■ PROVIDED RECORDS:
::::::

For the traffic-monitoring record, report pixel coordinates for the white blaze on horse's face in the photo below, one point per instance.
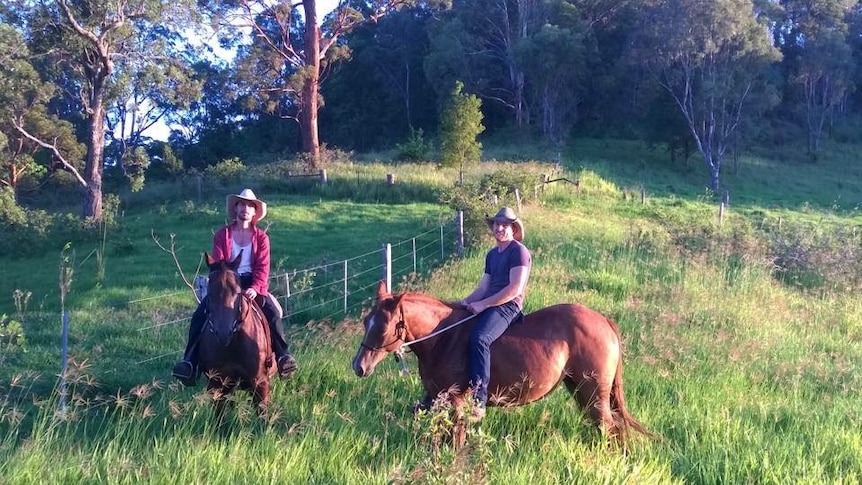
(370, 323)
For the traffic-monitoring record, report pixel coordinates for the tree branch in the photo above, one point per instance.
(172, 251)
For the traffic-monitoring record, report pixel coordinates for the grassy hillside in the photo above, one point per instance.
(750, 374)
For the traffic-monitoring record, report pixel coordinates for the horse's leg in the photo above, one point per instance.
(593, 394)
(218, 392)
(260, 395)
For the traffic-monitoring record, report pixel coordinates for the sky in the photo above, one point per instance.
(160, 131)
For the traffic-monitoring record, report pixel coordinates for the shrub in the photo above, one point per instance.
(225, 171)
(460, 125)
(416, 149)
(817, 257)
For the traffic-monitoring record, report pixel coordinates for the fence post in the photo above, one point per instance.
(287, 291)
(459, 232)
(65, 345)
(345, 287)
(387, 266)
(442, 245)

::::::

■ WORK TASK: The data above must be copied exactly. Leave out the pictures.

■ RESPONSE FOR THIS EXERCISE:
For the traffic-monitoring record, report pixel coordinates for the white blaze on horse's face in the photo below, one point per instance.
(370, 323)
For the traffic-monitoring record, report pixel coordinates for the tree branch in the photo above, one point per instance.
(172, 251)
For the traffic-monitoring record, report pixel coordinates for the grassy hillside in the photo above, one point per instance.
(750, 374)
For the traffic-monitoring record, report pixel coordinates for the horse's leg in the photo above, one point per instance.
(593, 394)
(218, 392)
(260, 395)
For the traffic-monitoring record, report pixel coordinates for the sky in the photo above, one point per instance.
(160, 131)
For the traffic-monitoring record, report pixel coordinates for the shrub in the photo above, one point per instance.
(225, 171)
(460, 125)
(416, 149)
(817, 257)
For the traffic-monitoring record, report pixel coordinates for the fence post in the photo above, one point per instance.
(287, 291)
(459, 232)
(65, 345)
(345, 287)
(387, 266)
(442, 245)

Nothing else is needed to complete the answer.